(Fragmento de un archivo de datos)

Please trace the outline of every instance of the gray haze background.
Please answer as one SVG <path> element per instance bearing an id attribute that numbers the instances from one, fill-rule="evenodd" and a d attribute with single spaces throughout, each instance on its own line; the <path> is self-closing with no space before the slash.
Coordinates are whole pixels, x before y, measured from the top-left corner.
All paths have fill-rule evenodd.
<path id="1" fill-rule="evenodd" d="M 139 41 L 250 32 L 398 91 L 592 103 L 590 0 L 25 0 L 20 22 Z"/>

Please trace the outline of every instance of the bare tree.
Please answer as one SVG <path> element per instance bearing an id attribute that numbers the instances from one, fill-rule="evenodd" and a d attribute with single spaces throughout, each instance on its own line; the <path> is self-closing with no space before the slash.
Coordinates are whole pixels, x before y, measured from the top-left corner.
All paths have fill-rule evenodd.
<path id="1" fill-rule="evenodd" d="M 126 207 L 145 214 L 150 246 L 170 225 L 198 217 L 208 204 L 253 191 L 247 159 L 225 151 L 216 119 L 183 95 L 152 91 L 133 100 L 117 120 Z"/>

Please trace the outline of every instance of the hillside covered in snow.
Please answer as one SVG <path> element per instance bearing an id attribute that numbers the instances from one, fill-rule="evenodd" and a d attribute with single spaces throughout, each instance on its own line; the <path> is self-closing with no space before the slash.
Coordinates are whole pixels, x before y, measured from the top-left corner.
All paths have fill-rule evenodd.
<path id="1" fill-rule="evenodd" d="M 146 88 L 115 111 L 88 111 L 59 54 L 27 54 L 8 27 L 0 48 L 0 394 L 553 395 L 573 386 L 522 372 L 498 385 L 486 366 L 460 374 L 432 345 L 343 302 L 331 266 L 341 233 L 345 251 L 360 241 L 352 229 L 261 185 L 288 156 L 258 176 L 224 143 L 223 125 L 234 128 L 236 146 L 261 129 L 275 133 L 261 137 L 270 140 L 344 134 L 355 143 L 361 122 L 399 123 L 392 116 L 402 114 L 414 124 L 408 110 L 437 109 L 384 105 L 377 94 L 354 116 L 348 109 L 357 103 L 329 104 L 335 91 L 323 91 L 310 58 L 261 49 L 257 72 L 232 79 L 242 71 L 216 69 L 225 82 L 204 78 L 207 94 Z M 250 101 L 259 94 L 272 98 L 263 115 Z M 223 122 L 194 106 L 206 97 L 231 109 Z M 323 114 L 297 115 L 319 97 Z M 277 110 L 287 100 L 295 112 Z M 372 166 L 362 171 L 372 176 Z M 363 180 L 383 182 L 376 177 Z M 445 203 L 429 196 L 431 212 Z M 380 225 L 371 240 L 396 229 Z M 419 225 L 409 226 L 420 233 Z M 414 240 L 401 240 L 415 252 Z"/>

## Descripción de la tarea
Vuelca todo el material de arriba en un CSV de dos columnas, «texto» y «respuesta», con una fila por cada texto y su respuesta. Pon cada valor en un solo campo entre comillas dobles y sustituye los saltos de línea por espacios.

## Resultado de la tarea
texto,respuesta
"Please trace the outline of every instance of the gray haze background. Please answer as one SVG <path> element per instance bearing an id attribute that numbers the instances from one, fill-rule=""evenodd"" and a d attribute with single spaces throughout, each instance on its own line; the <path> is self-closing with no space before the slash. Coordinates are whole pixels, x before y, measured from the top-left corner. All paths have fill-rule evenodd.","<path id=""1"" fill-rule=""evenodd"" d=""M 139 41 L 250 32 L 398 91 L 592 103 L 590 0 L 25 0 L 20 22 Z""/>"
"Please trace the outline of every instance of the bare tree. Please answer as one SVG <path> element per instance bearing an id attribute that numbers the instances from one, fill-rule=""evenodd"" and a d attribute with single spaces throughout, each instance on its own line; the <path> is self-closing with no space before the slash. Coordinates are whole pixels, x before y, measured from the top-left corner. All paths have fill-rule evenodd.","<path id=""1"" fill-rule=""evenodd"" d=""M 126 207 L 145 214 L 150 246 L 170 225 L 198 217 L 208 204 L 253 191 L 247 159 L 225 151 L 216 119 L 183 95 L 152 91 L 133 100 L 117 120 Z""/>"
"Please trace the outline of every instance of the hillside covered in snow. Please answer as one SVG <path> element per instance bearing an id attribute that numbers the instances from one, fill-rule=""evenodd"" and a d attribute with single spaces throughout, each instance on its own line; the <path> is self-closing with no space before the slash. Coordinates are whole pixels, x before y, measured from the top-left corner. All paths have fill-rule evenodd.","<path id=""1"" fill-rule=""evenodd"" d=""M 146 88 L 115 111 L 88 111 L 59 54 L 27 54 L 8 27 L 0 48 L 0 394 L 553 395 L 573 386 L 522 372 L 498 385 L 486 366 L 460 374 L 432 345 L 343 302 L 331 266 L 341 233 L 345 251 L 360 241 L 352 229 L 261 185 L 288 156 L 258 176 L 224 143 L 223 125 L 234 128 L 236 146 L 261 129 L 275 133 L 261 137 L 270 140 L 344 134 L 355 143 L 361 122 L 399 123 L 392 116 L 402 114 L 414 124 L 408 110 L 437 109 L 384 105 L 377 94 L 354 116 L 348 109 L 357 103 L 329 104 L 335 91 L 323 91 L 310 58 L 261 49 L 257 72 L 232 79 L 242 71 L 216 69 L 225 82 L 204 78 L 207 94 Z M 250 101 L 259 94 L 272 98 L 263 115 Z M 223 122 L 194 106 L 206 97 L 231 109 Z M 323 114 L 297 115 L 319 97 Z M 277 110 L 287 100 L 295 112 Z M 372 166 L 362 171 L 372 176 Z M 363 180 L 383 182 L 376 177 Z M 445 203 L 429 196 L 431 212 Z M 380 225 L 371 240 L 396 229 Z M 419 225 L 409 226 L 420 233 Z M 414 240 L 401 240 L 415 252 Z""/>"